- **Selected excerpt**
►
# Chronology Of Pride Era MMA HW Championship Race



## Stuart (Oct 28, 2019)

Fan film by me. 

It was a golden age in MMA at HW IMO. 

I much prefer Pride rules and scoring.


----------



## Headhunter (Oct 28, 2019)

Ah the days of roided up fighters and fixed fights


----------



## Stuart (Oct 28, 2019)

Headhunter said:


> Ah the days of roided up fighters and fixed fights



Not a fan of Pride?

I think all fans hate fixed fights. The point about roided up fighters is less clear, I’ve seen people say that as a good thing and a bad thing.


----------



## Headhunter (Oct 28, 2019)

Stuart said:


> Not a fan of Pride?
> 
> I think all fans hate fixed fights. The point about roided up fighters is less clear, I’ve seen people say that as a good thing and a bad thing.


Not a fan at all. An ultra corrupt league with dumb rules that were damm lucky didn't kill anyone. Stamping on someone's head on the ground. To me that's disgusting and it's very lucky no one died. Yeah I'm sure the drunk fools watching it loved it but I'm someone who's been around the fight game most of my life I've seen the damage amateur boxing does and how it ruins people's lives. Let alone stamping on their heads.

As for steroids. In my eyes you take steroids in the ring you're a coward. It means your not confident in your own skills so you need to resort to taking junk to win.
◄
- **Data supplied**
►
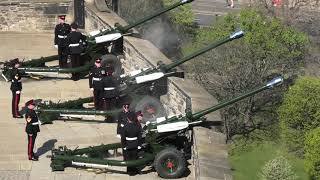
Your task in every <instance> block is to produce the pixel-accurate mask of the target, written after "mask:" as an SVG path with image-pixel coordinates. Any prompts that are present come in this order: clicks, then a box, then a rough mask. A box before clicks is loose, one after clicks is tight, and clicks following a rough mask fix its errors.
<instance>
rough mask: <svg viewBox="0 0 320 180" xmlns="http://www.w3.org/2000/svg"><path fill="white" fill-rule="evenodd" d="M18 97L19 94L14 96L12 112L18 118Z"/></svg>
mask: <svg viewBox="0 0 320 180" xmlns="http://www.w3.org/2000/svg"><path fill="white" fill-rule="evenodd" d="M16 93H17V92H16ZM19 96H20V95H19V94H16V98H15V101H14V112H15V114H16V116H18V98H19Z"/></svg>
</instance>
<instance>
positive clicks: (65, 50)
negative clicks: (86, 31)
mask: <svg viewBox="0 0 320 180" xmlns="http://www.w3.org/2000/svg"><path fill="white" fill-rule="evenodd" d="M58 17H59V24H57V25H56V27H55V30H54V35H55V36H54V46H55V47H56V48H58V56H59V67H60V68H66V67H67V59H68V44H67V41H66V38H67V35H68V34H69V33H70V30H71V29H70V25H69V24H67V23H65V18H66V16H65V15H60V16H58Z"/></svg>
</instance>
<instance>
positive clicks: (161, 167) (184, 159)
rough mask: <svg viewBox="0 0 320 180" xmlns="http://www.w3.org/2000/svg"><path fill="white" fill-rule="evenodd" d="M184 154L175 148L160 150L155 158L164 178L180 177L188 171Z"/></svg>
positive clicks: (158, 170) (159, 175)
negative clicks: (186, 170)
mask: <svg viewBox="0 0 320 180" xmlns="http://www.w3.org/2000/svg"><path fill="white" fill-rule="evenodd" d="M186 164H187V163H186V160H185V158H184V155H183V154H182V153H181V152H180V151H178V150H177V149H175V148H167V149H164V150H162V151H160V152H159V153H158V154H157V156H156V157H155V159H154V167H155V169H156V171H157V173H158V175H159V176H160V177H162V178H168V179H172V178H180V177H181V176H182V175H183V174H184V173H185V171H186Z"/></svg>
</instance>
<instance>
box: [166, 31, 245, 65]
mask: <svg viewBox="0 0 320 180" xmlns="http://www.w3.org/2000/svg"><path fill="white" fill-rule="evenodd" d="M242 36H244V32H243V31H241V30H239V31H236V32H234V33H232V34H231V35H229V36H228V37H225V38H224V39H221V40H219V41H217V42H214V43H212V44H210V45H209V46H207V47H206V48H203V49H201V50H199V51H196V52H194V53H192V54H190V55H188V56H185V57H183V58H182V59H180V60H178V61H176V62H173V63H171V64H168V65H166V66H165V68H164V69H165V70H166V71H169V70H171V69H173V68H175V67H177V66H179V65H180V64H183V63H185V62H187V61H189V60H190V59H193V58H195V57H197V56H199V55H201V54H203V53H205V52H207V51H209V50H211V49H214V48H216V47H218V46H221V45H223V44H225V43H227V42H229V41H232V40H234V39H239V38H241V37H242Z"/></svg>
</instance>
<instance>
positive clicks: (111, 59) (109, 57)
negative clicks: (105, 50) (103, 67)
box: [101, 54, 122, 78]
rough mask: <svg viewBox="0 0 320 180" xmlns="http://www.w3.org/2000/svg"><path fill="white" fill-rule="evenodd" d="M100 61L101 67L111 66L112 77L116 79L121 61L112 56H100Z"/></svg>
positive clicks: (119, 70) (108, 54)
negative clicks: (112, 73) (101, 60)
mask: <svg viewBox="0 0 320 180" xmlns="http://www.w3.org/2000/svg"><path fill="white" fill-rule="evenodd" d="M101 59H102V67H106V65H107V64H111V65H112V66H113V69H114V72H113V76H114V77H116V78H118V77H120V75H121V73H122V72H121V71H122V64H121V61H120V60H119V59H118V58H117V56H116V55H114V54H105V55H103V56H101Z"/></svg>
◄
►
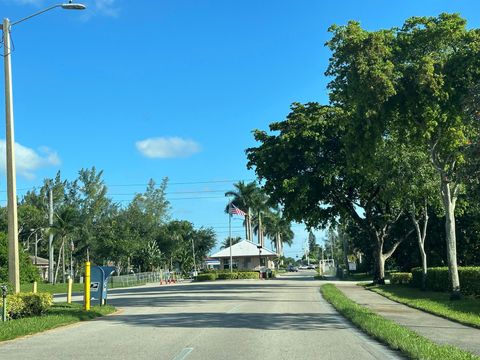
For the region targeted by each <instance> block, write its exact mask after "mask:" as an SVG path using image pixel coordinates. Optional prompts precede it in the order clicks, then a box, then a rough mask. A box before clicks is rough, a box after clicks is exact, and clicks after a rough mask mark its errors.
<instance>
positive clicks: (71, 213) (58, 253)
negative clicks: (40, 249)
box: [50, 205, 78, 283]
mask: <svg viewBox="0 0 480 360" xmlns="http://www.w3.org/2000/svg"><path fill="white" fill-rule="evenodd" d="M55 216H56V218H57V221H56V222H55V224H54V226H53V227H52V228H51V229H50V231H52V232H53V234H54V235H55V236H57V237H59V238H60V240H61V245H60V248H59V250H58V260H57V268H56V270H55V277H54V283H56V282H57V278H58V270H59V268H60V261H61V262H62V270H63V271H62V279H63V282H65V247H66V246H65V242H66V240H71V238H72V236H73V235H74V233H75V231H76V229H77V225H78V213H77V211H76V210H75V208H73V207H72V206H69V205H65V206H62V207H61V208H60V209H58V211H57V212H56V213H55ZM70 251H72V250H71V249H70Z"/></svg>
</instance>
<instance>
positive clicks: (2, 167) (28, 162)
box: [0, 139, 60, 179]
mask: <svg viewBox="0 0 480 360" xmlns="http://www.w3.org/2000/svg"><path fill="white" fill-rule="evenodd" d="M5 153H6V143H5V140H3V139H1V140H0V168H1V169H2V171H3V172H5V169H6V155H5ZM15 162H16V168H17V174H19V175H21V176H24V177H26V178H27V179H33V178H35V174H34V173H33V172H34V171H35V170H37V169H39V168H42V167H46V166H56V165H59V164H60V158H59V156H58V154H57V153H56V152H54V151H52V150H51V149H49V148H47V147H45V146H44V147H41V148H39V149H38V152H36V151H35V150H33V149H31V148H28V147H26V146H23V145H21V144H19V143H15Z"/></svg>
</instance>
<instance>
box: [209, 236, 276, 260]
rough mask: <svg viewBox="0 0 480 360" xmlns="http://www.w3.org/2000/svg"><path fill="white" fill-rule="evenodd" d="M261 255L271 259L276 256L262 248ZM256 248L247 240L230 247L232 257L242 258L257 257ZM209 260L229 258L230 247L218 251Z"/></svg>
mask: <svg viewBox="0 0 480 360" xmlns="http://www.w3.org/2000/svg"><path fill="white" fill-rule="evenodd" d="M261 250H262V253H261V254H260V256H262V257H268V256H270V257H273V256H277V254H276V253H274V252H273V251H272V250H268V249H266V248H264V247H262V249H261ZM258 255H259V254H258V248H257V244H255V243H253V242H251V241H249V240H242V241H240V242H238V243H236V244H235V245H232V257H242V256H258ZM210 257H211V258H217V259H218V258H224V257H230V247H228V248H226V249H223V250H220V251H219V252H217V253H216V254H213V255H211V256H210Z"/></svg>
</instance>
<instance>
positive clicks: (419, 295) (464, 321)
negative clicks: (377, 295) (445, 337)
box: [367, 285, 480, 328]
◄
- **Exercise 1**
Reproduce the whole forum thread about the Pride-era MMA heavyweight title race, word for word.
- **Exercise 2**
Copy out every line of the records that contains the word "prompts". Treat uppercase and lowercase as different.

- **Solution 1**
# Chronology Of Pride Era MMA HW Championship Race



## Stuart (Oct 28, 2019)

Fan film by me. 

It was a golden age in MMA at HW IMO. 

I much prefer Pride rules and scoring.


----------



## Headhunter (Oct 28, 2019)

Ah the days of roided up fighters and fixed fights


----------



## Stuart (Oct 28, 2019)

Headhunter said:


> Ah the days of roided up fighters and fixed fights



Not a fan of Pride?

I think all fans hate fixed fights. The point about roided up fighters is less clear, I’ve seen people say that as a good thing and a bad thing.


----------



## Headhunter (Oct 28, 2019)

Stuart said:


> Not a fan of Pride?
> 
> I think all fans hate fixed fights. The point about roided up fighters is less clear, I’ve seen people say that as a good thing and a bad thing.


Not a fan at all. An ultra corrupt league with dumb rules that were damm lucky didn't kill anyone. Stamping on someone's head on the ground. To me that's disgusting and it's very lucky no one died. Yeah I'm sure the drunk fools watching it loved it but I'm someone who's been around the fight game most of my life I've seen the damage amateur boxing does and how it ruins people's lives. Let alone stamping on their heads.

As for steroids. In my eyes you take steroids in the ring you're a coward. It means your not confident in your own skills so you need to resort to taking junk to win.

- **Solution 2**
Your task in every <instance> block is to produce the pixel-accurate mask of the target, written after "mask:" as an SVG path with image-pixel coordinates. Any prompts that are present come in this order: clicks, then a box, then a rough mask. A box before clicks is loose, one after clicks is tight, and clicks following a rough mask fix its errors.
For the region targeted by each <instance> block, write its exact mask after "mask:" as an SVG path using image pixel coordinates. Optional prompts precede it in the order clicks, then a box, then a rough mask. A box before clicks is rough, a box after clicks is exact, and clicks after a rough mask mark its errors.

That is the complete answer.